%%

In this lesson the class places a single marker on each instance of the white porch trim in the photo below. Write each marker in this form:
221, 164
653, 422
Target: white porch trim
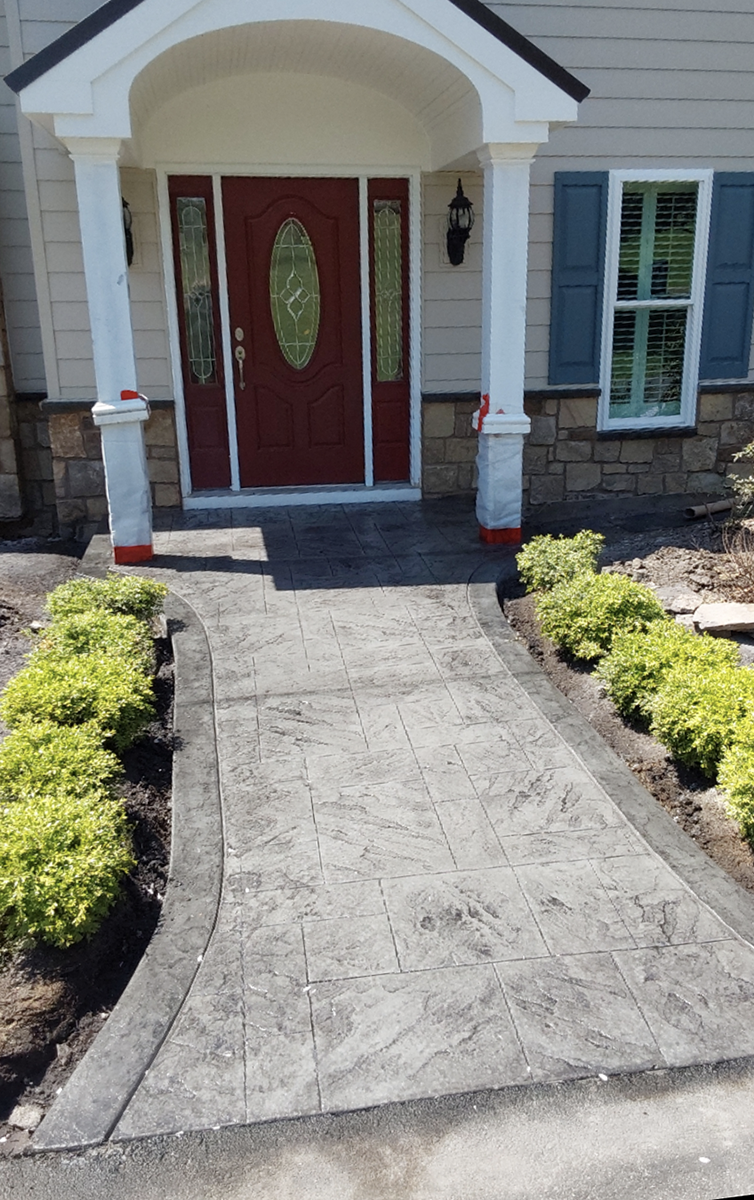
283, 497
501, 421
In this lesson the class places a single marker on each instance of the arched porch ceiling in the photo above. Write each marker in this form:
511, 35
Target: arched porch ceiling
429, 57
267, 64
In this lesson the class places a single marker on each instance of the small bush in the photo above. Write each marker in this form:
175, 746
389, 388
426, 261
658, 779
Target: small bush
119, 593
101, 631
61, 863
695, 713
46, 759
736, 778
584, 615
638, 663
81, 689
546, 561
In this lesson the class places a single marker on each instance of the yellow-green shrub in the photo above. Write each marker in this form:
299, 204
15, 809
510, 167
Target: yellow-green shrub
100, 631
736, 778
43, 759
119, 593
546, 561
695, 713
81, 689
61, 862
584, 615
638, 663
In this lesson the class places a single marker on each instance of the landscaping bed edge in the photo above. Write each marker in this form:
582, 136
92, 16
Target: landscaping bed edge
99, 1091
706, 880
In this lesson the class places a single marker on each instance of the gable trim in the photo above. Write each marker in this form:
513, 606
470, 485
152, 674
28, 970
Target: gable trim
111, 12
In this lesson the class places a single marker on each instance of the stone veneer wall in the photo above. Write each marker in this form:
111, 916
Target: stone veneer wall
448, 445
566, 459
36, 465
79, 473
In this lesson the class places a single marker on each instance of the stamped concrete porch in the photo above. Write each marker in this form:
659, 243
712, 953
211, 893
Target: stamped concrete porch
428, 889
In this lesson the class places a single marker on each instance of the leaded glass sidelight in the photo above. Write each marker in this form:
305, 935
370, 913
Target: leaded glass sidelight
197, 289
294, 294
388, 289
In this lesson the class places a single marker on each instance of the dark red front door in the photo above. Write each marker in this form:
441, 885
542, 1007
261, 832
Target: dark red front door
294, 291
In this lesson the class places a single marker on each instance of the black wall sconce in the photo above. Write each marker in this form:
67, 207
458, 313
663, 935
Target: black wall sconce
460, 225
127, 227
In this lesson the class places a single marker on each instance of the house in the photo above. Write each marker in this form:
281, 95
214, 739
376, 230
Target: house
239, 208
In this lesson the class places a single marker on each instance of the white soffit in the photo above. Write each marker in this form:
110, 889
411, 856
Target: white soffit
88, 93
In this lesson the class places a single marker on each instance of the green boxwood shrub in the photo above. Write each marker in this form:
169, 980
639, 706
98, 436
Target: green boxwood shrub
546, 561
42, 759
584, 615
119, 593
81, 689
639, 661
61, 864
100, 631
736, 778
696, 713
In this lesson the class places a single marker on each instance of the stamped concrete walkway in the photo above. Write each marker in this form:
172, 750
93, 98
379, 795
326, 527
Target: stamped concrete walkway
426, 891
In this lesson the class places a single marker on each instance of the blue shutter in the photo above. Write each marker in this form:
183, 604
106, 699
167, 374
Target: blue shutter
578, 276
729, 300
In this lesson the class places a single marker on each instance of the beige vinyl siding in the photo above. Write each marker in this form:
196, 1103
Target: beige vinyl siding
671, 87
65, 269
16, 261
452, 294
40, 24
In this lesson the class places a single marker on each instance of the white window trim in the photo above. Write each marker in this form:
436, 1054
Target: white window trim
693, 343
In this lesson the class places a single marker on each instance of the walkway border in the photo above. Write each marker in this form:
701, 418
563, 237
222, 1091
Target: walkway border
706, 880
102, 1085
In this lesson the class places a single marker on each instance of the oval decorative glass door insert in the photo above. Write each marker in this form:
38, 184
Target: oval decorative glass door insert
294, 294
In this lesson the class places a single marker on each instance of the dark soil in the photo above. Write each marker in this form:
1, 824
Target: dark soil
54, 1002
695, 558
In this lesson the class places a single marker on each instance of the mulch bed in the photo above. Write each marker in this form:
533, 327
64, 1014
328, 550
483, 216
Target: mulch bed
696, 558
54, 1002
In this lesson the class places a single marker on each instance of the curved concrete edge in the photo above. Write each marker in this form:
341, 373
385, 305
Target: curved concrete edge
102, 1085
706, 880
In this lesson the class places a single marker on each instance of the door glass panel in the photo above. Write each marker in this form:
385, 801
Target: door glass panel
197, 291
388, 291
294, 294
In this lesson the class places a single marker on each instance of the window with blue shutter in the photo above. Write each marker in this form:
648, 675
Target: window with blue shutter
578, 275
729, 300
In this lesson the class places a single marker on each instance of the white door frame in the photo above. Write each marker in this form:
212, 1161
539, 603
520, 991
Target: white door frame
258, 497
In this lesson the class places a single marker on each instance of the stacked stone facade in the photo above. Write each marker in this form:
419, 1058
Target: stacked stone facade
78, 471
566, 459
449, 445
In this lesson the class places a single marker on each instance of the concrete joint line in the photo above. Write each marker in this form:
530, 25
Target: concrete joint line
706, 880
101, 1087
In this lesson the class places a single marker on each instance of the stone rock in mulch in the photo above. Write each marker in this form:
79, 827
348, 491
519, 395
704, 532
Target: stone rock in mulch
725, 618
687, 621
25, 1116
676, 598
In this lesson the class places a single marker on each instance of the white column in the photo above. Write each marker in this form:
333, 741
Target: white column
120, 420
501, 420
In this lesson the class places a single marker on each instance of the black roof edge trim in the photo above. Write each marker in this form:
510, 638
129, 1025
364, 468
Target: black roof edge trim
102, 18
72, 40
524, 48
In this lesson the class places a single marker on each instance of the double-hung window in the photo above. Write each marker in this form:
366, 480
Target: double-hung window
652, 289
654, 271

%%
%%

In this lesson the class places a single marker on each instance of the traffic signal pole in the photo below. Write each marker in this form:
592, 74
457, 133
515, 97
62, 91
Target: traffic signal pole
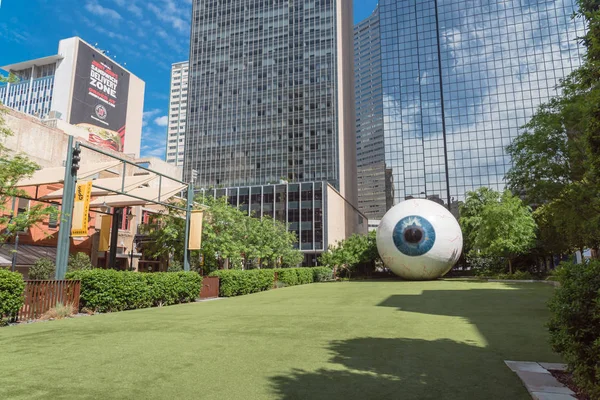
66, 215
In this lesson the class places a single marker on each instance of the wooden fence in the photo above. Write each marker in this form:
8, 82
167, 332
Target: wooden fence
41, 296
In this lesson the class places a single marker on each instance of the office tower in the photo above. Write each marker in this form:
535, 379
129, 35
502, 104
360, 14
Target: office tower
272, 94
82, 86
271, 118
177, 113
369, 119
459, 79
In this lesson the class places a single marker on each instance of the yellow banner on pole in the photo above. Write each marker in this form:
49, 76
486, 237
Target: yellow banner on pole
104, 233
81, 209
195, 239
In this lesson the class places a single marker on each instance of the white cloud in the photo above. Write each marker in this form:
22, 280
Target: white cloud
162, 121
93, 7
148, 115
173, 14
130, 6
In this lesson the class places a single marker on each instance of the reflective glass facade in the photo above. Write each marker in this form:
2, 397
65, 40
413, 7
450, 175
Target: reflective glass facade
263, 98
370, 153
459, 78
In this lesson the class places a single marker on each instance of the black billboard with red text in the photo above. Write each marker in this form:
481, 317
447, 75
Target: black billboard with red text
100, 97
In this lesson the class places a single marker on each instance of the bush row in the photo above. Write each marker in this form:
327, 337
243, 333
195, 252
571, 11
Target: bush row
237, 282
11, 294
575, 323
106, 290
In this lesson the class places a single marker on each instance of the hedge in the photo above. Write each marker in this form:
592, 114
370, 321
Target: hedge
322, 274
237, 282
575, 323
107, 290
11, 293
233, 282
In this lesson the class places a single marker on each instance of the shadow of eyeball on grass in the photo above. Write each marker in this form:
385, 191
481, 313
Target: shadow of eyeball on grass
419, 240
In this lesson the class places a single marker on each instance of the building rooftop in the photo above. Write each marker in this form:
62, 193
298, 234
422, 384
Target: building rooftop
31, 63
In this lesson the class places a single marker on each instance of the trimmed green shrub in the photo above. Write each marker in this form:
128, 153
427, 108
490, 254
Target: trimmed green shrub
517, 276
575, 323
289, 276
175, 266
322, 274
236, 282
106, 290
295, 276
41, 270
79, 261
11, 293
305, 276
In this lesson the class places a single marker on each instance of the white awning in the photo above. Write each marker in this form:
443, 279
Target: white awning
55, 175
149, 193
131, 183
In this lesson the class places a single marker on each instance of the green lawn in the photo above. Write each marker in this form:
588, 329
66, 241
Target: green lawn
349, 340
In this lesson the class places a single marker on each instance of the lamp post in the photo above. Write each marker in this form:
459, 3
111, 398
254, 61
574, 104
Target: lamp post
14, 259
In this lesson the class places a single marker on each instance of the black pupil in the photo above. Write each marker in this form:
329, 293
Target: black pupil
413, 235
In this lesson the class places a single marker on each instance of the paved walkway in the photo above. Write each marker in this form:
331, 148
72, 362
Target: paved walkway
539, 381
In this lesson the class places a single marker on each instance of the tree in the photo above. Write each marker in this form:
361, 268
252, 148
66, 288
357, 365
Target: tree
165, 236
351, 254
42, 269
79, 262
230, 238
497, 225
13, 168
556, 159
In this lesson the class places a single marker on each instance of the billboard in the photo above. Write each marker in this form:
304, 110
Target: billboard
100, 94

%%

**EXERCISE BRIEF**
Say how many lines above contain "below", and give no words besides the number.

**ANSWER TO THE PROBLEM**
2